■ **TEXT TO READ**

I also recommend getting a diary to monitor what your Leo has eaten, and also weighing her monthly/every fortnight to make sure they're at optimum weight.
Stick some money to one side for vets bills.


This is just a basic run down and is of course what's best in only MY opinion.

I'd recommend;

1, 3 x 1.5 x 1.5ft viv.
75-100w IR Bulb with bracket.
Stat to link bulb to.
Thermostat/temp gun.
Play-sand and Eco Earth.
3 x hides.
Decor you like.
Leo of your choice.


----------



## TheBadger (Mar 8, 2015)

You also want a bown with pure calcium in it for the Leo to lick when it pleases. :whistling2:


----------



## HOTTOASTcass (Jun 6, 2015)

TheBadger said:


> You'll get a very mixed bag of opinions on set ups for Leo's.
> 
> 
> I'll break all your questions down, remember this is all opinionated;
> ...


This post never came onto my email sorry I missed this! 
So much information thanks a lot!! 

This sounds all great I'm going with the heat Matt and will get a thermostat tomorrow. 

I wanted to get everything and have it completely ready and test the temps before I buy the Leo. Is this wise? 
I have either a plastic terrain which is 48x31x18cm

Or I have a 4ft wooden viv spare I think it's just over a foot high. 
There's these vivs I have or I can just buy a whole new viv which is 45x45x45cm 

http://postimg.org/gallery/3dexq3dzm/ 

Your opinion ?


----------



## GavinMc (Jan 9, 2013)

HOTTOASTcass said:


> I wanted to get everything and have it completely ready and test the temps before I buy the Leo. Is this wise?


It's not just wise it is essential. Have the vivarium set-up for a week or so before you even think about introducing the Gecko. 




HOTTOASTcass said:


> I have either a plastic terrain which is 48x31x18cm
> 
> Or I have a 4ft wooden viv spare I think it's just over a foot high.
> There's these vivs I have or I can just buy a whole new viv which is 45x45x45cm
> ...


Use the four foot vivarium. There is no point buying another enclosure when you already have one. The other options you have mentioned are also too small for an adult Leopard Gecko.

■ **GIVEN INSTRUCTION 1**
Answer these questions using the leopard gecko forum thread, giving one answer per line and marking each with the same letter.
(a) What does TheBadger say should be in a bowl for the Leo to lick?
(b) How long does GavinMc say the vivarium should be set up before the gecko is introduced?
(c) Which enclosure does GavinMc advise using?
■ **GIVEN INSTRUCTION 2**
Write the next part of the leopard gecko forum thread, starting after its final sentence.

■ **RECORDS**
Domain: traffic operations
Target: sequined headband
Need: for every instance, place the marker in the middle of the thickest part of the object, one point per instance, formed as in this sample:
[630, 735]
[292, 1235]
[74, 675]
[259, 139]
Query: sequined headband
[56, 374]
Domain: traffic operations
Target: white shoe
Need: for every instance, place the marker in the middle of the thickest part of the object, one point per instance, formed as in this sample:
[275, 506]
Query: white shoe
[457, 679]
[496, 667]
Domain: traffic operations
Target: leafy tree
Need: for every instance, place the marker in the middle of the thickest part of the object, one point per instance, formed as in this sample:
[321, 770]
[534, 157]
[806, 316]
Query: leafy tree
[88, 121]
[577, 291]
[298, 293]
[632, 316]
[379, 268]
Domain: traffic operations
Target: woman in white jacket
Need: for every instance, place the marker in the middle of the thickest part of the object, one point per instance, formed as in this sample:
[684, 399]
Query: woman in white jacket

■ **TASK RESPONSE 1**
(a) Pure calcium.
(b) A week or so.
(c) The four foot vivarium.

■ **TASK RESPONSE 2**
Remember to get an appropriately sized heat mat, it will need to cover 1/3 - 1/2 of the vivarium floor. You will also need lots of places for the gecko to hide in or behind. You don't even need to buy things. Rock and wood from the beach, woods or parks are perfect. If you think they have come into contact with pesticides or the likes leave them.



Gavin.


----------



## HOTTOASTcass (Jun 6, 2015)

gavgav04 said:


> It's not just wise it is essential. Have the vivarium set-up for a week or so before you even think about introducing the Gecko.
> 
> 
> 
> ...


Thanks Gavin 
Will do! 
I will go out hunting tomorrow or later for this 
Can I get stones big ones (daily sized) from the beach if I bleach and hot water clean them?? 
also what type of heat Matt will I need obviously large enough but the wattage and will it go under the wooden viv or inside of it?


----------



## GavinMc (Jan 9, 2013)

I wouldn't use bleach, you can but I don't see the point. Just fill a tub or something with boiling water and pop the stones in to try and get the worst of the salt off. Driftwood would also be great if you are going to the beach. People pay good money for it online to decorate their vivariums. A good soak in clean water is enough.

Either a 20W or 28W should be perfect. It should go inside the vivarium under what ever substrate you decide on.



Gavin.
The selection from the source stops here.